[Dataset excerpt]
-------------------------
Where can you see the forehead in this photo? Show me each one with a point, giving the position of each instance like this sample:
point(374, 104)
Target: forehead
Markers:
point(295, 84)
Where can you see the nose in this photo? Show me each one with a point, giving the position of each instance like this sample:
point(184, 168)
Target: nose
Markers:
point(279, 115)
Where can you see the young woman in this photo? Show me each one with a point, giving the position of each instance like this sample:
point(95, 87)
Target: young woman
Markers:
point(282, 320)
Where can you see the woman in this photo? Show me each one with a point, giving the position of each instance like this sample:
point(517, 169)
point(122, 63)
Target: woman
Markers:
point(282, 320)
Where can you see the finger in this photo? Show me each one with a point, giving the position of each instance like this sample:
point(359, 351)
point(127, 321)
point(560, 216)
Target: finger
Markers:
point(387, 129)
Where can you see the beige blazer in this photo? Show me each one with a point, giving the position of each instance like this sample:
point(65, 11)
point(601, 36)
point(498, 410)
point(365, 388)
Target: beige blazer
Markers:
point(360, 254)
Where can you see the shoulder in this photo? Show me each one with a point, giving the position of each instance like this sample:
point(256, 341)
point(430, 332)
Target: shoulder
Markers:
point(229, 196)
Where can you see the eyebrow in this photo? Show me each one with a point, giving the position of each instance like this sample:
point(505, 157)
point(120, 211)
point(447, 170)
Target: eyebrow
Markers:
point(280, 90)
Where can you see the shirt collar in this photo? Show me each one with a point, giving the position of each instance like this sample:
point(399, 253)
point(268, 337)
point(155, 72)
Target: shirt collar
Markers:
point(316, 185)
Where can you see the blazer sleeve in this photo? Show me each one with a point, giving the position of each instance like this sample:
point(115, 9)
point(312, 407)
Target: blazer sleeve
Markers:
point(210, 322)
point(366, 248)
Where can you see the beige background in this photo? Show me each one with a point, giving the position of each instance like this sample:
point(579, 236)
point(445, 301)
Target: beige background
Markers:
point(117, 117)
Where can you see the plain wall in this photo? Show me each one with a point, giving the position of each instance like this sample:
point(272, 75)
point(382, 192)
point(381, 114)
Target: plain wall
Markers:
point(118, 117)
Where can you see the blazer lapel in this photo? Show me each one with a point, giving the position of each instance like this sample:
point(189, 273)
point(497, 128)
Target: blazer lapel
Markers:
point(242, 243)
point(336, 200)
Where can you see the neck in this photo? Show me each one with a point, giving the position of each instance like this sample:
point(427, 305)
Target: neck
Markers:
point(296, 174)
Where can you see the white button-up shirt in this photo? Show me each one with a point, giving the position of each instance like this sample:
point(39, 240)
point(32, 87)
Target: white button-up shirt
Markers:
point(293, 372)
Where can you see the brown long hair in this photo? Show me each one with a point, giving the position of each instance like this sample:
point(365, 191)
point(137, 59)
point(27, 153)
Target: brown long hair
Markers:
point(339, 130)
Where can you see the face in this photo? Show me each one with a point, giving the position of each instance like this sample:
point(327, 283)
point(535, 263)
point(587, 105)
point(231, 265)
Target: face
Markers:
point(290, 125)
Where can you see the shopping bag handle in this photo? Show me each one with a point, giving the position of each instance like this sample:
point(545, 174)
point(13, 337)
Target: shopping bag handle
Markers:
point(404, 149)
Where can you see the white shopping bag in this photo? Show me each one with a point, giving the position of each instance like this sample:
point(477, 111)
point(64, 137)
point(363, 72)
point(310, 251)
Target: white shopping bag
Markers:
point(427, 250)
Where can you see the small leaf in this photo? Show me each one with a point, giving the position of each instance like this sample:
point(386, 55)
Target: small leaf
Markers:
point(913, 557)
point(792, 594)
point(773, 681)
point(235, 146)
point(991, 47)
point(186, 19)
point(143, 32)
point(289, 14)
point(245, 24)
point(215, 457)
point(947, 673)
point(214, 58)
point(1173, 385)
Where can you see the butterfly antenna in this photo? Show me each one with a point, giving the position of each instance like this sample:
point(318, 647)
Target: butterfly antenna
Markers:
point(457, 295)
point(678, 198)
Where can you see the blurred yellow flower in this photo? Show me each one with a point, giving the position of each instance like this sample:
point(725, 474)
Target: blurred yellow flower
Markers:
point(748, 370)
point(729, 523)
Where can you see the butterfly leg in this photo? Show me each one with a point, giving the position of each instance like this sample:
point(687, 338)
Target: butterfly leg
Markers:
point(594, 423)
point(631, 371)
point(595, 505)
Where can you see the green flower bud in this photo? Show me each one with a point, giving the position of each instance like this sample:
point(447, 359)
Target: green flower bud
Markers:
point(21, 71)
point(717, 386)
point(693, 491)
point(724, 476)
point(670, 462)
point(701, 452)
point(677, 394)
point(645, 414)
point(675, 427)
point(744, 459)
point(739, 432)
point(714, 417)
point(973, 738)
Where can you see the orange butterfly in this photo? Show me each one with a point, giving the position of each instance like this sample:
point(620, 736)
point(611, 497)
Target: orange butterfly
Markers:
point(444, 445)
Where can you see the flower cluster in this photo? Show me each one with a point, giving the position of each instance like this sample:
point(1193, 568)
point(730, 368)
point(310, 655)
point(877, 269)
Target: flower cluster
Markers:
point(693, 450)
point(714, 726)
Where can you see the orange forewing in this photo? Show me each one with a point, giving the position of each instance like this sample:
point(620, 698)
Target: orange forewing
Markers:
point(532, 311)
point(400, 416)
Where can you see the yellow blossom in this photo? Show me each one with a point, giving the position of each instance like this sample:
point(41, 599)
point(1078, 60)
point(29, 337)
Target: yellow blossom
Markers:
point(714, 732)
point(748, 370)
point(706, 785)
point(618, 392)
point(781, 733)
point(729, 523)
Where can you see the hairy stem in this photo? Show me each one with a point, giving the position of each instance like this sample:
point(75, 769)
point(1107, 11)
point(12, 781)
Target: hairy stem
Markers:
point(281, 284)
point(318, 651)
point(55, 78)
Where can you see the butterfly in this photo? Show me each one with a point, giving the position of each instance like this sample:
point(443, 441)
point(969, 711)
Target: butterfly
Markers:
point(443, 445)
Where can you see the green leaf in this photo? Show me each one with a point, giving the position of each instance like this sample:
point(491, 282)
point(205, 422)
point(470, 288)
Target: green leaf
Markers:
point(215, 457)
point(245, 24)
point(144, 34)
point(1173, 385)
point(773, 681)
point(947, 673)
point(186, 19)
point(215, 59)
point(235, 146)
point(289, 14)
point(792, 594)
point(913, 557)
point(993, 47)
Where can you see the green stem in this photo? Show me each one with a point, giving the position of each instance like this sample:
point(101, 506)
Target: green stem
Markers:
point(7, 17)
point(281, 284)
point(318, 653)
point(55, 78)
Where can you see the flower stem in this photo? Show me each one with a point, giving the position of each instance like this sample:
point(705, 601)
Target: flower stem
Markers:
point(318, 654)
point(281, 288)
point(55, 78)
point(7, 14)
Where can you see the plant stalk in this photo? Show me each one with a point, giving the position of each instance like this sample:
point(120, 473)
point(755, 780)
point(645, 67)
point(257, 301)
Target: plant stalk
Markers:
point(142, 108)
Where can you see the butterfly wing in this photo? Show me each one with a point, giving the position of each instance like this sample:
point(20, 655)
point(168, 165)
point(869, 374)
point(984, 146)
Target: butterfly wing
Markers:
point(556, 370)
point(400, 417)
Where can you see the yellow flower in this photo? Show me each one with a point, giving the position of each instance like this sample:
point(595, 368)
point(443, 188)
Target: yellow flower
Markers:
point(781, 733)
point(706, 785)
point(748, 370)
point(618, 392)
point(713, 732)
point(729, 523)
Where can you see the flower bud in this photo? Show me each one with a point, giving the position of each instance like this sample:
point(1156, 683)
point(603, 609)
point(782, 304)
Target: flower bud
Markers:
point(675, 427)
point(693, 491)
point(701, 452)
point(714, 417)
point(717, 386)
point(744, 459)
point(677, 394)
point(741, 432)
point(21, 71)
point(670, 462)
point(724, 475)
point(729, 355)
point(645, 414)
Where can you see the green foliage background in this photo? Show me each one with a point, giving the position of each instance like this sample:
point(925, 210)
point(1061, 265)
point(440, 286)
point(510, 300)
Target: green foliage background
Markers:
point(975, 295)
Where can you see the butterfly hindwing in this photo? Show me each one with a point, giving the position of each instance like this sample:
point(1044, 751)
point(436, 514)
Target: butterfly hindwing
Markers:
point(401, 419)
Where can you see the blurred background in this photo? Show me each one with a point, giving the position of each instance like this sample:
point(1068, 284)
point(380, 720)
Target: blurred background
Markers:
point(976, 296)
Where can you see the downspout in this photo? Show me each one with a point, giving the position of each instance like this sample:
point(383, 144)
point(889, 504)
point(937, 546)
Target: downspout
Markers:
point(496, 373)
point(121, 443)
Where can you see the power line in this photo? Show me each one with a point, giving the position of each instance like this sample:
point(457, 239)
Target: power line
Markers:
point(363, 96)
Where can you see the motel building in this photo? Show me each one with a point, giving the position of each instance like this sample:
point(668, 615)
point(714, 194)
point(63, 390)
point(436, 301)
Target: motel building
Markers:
-------------------------
TASK INSTRUCTIONS. Update the material from the line containing "Where can you see the plant" through the line containing "point(400, 417)" so that "butterfly wing" becomes "moth wing" and nothing else changes, then write out that stretch alone.

ANSWER FOR THIS EXERCISE.
Where can you see the plant stalk in this photo? Show me each one with a point, giving the position of each instance like this sample:
point(120, 473)
point(755, 780)
point(645, 67)
point(257, 301)
Target: plant stalk
Markers:
point(142, 108)
Where can you see the moth wing in this photo? Show me each one with a point, giving the position of each instance like this sample:
point(20, 655)
point(168, 165)
point(869, 374)
point(984, 146)
Target: moth wing
Markers:
point(556, 370)
point(400, 417)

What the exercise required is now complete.